Instructions to follow: Could you return every line of the material that contains the word "below"?
═══
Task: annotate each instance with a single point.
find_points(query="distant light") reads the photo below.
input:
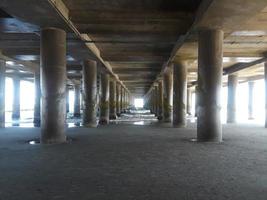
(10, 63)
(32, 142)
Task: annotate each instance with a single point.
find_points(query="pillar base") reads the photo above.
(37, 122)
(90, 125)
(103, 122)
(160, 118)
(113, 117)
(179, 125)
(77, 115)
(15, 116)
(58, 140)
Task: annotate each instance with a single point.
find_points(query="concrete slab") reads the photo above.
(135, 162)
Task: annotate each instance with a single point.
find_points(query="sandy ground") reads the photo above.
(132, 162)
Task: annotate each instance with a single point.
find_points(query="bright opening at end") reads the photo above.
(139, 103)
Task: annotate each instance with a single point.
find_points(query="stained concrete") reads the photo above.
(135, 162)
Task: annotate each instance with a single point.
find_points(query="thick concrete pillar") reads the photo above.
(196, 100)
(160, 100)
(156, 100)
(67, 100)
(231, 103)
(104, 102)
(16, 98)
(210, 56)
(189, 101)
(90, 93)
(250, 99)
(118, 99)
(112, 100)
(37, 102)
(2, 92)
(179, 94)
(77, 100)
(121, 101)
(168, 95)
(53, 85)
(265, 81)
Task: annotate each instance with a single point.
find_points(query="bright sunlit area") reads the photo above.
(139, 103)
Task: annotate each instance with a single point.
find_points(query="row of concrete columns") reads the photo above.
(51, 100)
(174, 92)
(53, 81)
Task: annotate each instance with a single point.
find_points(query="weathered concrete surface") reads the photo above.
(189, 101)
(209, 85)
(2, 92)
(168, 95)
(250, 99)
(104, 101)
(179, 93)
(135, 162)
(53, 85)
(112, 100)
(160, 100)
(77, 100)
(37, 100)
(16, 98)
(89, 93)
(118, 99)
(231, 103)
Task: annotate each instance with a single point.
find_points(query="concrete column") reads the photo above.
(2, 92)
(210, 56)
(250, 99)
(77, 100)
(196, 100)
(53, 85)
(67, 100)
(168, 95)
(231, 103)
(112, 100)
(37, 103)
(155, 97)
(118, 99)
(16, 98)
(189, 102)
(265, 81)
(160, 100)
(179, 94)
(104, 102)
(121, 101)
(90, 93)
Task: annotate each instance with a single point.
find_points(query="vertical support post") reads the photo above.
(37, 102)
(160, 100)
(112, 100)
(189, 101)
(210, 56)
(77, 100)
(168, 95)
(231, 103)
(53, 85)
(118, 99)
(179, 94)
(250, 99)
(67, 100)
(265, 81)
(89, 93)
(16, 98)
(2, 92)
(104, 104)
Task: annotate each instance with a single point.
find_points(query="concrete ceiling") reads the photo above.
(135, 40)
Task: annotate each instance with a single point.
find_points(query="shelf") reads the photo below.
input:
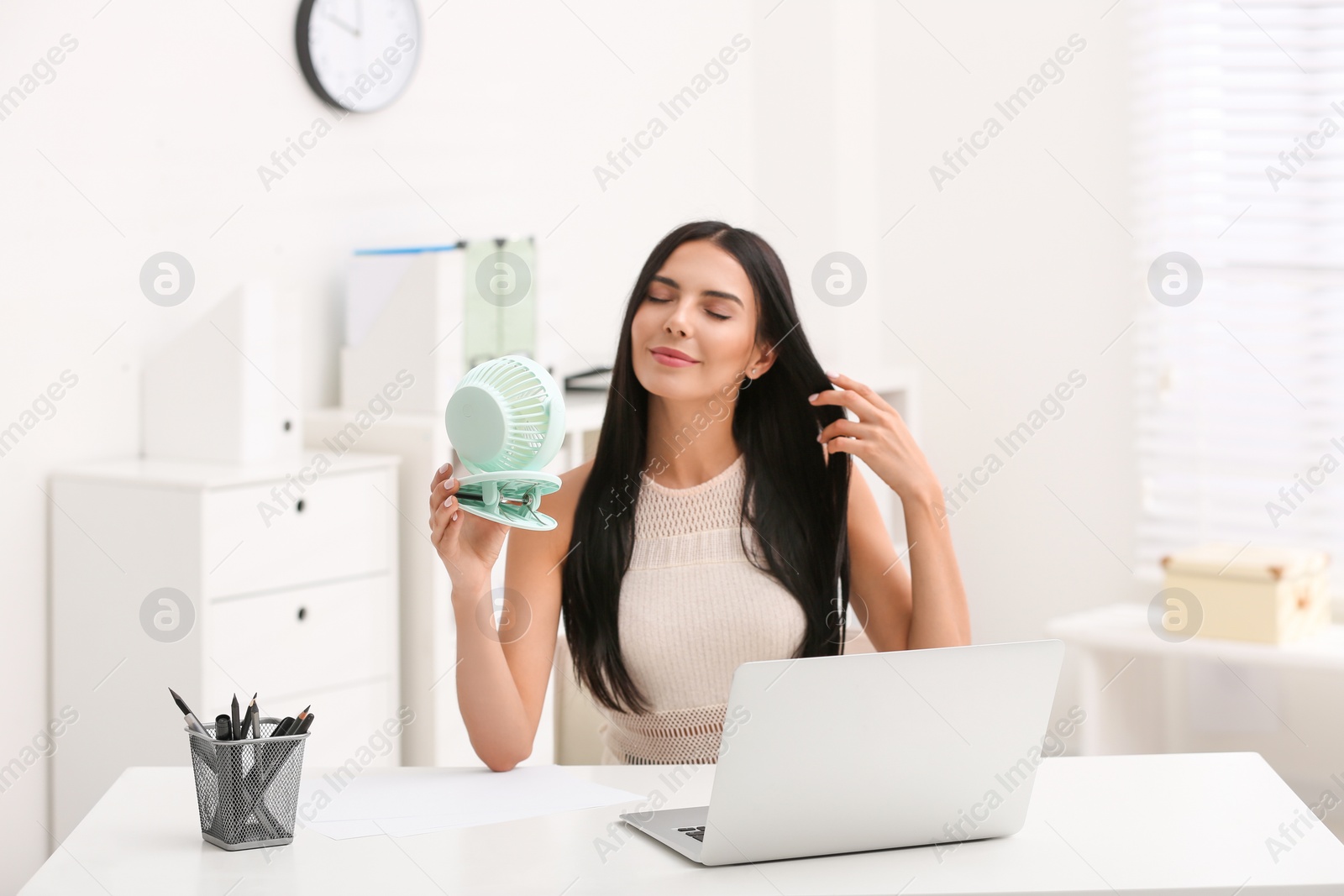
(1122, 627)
═══
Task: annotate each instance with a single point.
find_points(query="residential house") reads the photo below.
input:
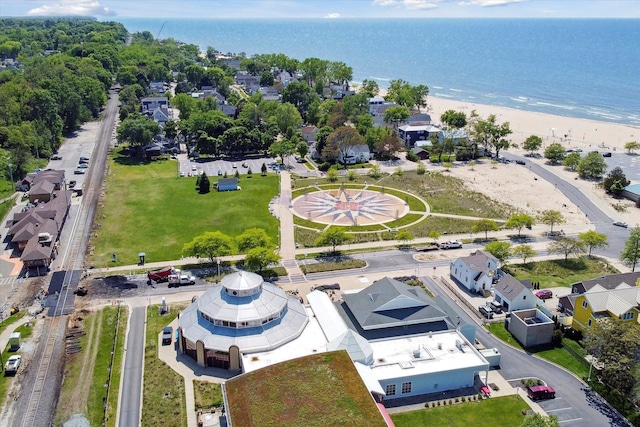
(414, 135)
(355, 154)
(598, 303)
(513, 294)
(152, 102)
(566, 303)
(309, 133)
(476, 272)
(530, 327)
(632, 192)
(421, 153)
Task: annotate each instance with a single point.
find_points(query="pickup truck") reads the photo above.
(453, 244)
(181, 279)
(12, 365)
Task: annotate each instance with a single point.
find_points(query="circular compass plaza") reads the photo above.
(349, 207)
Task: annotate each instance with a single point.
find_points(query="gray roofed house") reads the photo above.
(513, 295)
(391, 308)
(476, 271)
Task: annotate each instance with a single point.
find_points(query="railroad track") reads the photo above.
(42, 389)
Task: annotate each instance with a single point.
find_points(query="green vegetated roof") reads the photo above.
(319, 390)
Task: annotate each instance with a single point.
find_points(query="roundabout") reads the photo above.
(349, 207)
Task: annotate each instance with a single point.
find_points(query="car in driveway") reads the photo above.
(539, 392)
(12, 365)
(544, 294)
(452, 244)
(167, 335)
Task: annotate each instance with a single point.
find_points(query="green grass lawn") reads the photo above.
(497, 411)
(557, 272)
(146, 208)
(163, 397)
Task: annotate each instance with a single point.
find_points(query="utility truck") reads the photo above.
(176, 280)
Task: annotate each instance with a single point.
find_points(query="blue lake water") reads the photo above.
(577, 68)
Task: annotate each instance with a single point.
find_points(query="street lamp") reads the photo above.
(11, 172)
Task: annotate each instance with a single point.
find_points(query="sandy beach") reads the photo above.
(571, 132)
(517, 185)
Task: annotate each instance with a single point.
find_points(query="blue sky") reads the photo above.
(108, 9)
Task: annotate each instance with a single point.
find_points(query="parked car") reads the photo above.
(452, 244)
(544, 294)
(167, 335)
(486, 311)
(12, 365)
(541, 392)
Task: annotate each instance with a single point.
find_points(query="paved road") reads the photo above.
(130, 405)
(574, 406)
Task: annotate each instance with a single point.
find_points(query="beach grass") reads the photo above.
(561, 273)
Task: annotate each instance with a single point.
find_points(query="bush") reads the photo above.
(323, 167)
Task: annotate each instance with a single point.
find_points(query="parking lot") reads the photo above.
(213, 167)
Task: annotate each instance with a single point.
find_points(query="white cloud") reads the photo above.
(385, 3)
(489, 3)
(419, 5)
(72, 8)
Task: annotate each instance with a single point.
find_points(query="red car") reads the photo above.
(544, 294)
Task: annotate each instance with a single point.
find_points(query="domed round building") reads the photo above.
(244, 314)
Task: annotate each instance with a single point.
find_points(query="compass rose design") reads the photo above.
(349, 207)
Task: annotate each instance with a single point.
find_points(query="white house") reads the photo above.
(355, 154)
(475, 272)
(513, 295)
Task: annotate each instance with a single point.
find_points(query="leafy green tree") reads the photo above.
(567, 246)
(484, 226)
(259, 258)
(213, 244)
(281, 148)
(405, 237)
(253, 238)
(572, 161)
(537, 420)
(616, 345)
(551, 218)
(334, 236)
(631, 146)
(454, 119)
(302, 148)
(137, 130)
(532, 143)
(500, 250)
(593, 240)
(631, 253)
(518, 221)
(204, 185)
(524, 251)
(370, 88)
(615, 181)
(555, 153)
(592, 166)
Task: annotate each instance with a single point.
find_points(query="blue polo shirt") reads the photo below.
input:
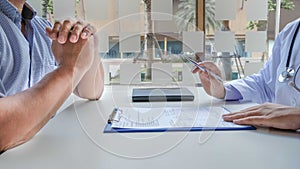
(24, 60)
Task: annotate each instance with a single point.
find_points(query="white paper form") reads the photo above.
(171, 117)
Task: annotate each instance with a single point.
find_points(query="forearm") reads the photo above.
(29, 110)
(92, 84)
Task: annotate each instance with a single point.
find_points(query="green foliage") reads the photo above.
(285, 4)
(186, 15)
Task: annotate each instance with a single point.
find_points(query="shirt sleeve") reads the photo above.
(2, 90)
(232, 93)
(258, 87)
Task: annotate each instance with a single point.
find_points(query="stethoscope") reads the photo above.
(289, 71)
═══
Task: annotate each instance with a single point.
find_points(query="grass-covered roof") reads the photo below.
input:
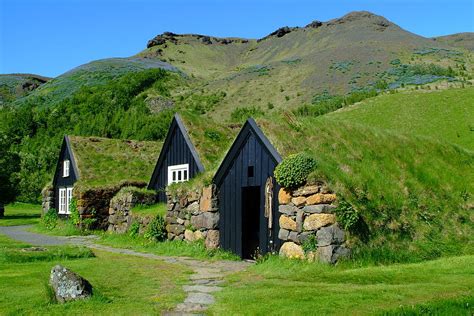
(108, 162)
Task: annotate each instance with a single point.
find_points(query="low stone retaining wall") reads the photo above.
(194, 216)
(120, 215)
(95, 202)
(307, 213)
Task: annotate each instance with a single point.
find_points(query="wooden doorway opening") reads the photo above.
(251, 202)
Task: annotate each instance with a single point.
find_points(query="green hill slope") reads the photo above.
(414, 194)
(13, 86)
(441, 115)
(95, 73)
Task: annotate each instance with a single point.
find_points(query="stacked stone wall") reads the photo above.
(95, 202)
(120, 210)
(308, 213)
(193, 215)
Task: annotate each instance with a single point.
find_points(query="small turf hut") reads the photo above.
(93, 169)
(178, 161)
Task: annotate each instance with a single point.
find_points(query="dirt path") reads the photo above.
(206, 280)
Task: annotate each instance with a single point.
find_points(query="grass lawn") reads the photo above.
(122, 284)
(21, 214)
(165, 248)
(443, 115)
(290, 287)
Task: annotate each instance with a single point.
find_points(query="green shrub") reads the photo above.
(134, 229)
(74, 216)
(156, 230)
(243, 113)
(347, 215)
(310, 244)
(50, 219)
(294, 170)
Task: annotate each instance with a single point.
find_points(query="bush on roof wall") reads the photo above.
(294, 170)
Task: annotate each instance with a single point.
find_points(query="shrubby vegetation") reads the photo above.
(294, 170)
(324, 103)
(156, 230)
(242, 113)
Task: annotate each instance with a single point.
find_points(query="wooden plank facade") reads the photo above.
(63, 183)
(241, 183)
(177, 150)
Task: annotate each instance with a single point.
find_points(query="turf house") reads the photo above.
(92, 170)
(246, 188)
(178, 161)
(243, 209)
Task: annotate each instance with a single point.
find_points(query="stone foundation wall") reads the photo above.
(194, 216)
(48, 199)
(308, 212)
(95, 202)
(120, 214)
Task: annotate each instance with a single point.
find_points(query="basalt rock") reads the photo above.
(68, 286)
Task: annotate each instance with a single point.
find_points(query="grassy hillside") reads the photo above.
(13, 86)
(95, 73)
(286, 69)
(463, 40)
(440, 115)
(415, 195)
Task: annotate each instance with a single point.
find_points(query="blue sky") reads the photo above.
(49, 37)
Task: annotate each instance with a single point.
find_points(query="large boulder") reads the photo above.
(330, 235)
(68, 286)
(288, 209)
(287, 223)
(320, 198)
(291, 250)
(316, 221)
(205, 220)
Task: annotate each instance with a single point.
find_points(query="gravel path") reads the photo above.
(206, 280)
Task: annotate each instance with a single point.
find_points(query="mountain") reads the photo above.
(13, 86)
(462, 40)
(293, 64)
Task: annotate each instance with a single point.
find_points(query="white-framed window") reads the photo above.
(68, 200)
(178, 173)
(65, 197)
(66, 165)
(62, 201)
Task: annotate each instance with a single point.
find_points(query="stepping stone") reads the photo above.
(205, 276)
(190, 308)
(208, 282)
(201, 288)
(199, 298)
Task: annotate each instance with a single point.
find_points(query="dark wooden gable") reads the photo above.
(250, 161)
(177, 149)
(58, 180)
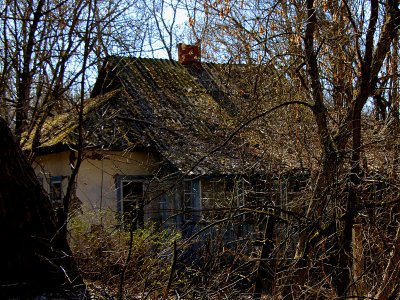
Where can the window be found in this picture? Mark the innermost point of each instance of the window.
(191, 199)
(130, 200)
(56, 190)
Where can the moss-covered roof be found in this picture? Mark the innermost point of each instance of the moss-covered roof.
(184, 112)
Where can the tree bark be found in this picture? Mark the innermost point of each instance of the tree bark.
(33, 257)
═══
Solution for this task:
find_points(query="distant light") reads the photo below.
find_points(query="shelf") reads the photo below.
find_points(query="residential house") reads the photo below.
find_points(query="blue polo shirt") reads the photo below.
find_points(query="grass-covered roof") reads the photo below.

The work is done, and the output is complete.